**Text under study:**

For the APA, and the thousands of psychiatrists who must practice under increasingly rigorous and complex rules and regulations, there are important interests that must be protected, said Irvin (Sam) Muszynski, APA director of health care systems and financing, in an interview with PT. He has sought to bridge what appeared to be irreconcilable differences between competing interests over the past several months.

"The fix is some consensus on a treatment reporting format, whether it's retrospective or prospective review, that safeguards the essential patient privacy but gives the insurer the right to demonstrate accountability," Muszynski said. "Our ethical guidelines say that no current record should be released without a contemporaneous patient consent."

Although Smith acknowledged that the APA and the NCPA have come a long way in the months of negotiation, there are still gray areas that need to be ironed out, and he hopes to continue with the ongoing dialogue. Even though BCBSNC agreed to obtain current releases for psychotherapy notes, it has yet to disclose the circumstances under which it could ask for the notes and what will happen if the patient or physician refuses. Meanwhile, without the ability to absolutely assure patients that their private lives will not end up in front of a claims handler or worse, Smith agreed the therapeutic relationship with patients is at risk.

"The insurers have become more aggressive, more pushy. Psychiatrists have to be alerted to this, and we have to get more people focusing on the erosion that's occurring in the therapist-patient relationship by virtue of this secretive, almost clandestine...slipping into your office to get to your patients' charts without their knowledge," Smith said. "Some psychiatrists are just doing it, and they are not telling their patients."

Harris, however, said that the requests being made by BCBSNC are business-related and not meant to interfere with treatment. "Our needs are basically business needs," he said. "We are not engaged in making clinical decisions. We're engaged in running an insurance company with a variety of products."

Harris also said that in the vast majority of instances, the mental health records, absent the psychotherapy notes, would be adequate for company purposes. While acknowledging that BCBSNC would sometimes ask for complete records, he declined to comment on the circumstances that would generate the request or what the company would do if the patient or physician declined to comply. He also would not comment on whether the possibility of disclosure could have a therapeutic impact.

"I'm not a psychiatrist, and I really can't comment," Harris, an internist, said. "What we have done is made substantial changes and substantial improvements, and communicated them to the NCPA, and they have been very well received. We fully anticipate that these changes will not only be well received by the association but by the lion's share of practicing psychiatrists in North Carolina."

Former APA president Harold Eist, M.D., the current American representative to the World Psychiatric Association, disagreed that the fight to preserve patient confidentiality will necessarily end with agreements such as those hashed out with BCBSNC. A long-time critic of managed care's policies, the Bethesda, Md.-based private practice psychiatrist and medical director of Montgomery County Child and Family Health Services bristles at what has transpired.

**Records excerpted from a collection:**
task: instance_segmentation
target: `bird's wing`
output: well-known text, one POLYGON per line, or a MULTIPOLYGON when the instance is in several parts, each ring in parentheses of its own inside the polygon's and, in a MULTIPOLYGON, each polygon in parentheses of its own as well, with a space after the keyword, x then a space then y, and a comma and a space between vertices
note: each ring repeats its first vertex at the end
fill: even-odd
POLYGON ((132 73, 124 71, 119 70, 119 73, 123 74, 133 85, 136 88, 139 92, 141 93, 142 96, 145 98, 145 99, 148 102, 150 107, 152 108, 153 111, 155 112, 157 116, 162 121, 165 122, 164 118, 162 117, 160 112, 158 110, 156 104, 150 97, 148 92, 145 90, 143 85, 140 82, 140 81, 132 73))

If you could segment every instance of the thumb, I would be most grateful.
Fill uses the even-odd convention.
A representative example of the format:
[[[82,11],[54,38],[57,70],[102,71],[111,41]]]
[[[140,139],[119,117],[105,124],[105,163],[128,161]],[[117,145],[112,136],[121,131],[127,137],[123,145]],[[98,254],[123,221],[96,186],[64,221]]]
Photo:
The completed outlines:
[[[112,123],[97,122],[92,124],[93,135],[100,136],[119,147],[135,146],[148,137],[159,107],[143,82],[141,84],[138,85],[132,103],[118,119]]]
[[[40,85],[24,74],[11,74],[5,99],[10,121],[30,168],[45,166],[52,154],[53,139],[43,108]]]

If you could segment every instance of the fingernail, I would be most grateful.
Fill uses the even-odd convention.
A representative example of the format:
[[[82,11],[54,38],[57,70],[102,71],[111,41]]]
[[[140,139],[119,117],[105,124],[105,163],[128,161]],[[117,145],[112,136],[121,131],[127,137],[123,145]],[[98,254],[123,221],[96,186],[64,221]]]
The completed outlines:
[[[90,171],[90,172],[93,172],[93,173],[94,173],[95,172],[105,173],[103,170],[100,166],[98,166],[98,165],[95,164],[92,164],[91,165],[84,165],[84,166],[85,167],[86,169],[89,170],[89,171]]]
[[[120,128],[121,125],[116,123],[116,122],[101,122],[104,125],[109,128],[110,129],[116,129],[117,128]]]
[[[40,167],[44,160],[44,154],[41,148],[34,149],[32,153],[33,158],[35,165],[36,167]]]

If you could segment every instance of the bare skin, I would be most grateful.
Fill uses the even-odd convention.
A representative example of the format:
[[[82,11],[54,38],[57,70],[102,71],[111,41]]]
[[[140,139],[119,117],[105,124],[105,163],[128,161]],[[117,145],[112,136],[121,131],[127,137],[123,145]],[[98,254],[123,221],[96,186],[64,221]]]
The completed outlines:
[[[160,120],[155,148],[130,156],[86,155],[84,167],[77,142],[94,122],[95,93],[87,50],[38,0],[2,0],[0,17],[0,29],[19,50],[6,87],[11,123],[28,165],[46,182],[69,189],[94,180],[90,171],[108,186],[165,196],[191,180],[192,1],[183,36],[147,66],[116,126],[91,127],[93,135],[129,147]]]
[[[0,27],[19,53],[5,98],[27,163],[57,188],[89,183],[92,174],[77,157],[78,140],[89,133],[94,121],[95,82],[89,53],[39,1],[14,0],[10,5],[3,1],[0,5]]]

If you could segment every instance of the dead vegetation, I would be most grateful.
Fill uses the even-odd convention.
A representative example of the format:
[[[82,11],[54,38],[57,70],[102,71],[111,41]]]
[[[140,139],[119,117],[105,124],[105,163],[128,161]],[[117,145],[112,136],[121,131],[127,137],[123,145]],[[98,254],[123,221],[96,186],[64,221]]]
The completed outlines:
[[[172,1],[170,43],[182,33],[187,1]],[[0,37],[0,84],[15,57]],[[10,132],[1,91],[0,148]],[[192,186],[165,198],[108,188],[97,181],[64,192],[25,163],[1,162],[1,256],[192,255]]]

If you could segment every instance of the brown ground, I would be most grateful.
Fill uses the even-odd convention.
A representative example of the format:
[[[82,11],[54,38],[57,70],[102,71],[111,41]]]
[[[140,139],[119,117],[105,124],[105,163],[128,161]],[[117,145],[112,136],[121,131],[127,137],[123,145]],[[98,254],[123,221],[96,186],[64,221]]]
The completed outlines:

**Exercise requirements:**
a – In the article on insurer access to psychiatric records, what is Harris's medical specialty?
b – In the article on insurer access to psychiatric records, write out the passage starting at "Harris also said" and ending at "a therapeutic impact.", replacing "vast majority" with "great majority".
The records are separate material, unrelated to the article.

**Exercise answers:**
a – Harris is an internist.

b –
Harris also said that in the great majority of instances, the mental health records, absent the psychotherapy notes, would be adequate for company purposes. While acknowledging that BCBSNC would sometimes ask for complete records, he declined to comment on the circumstances that would generate the request or what the company would do if the patient or physician declined to comply. He also would not comment on whether the possibility of disclosure could have a therapeutic impact.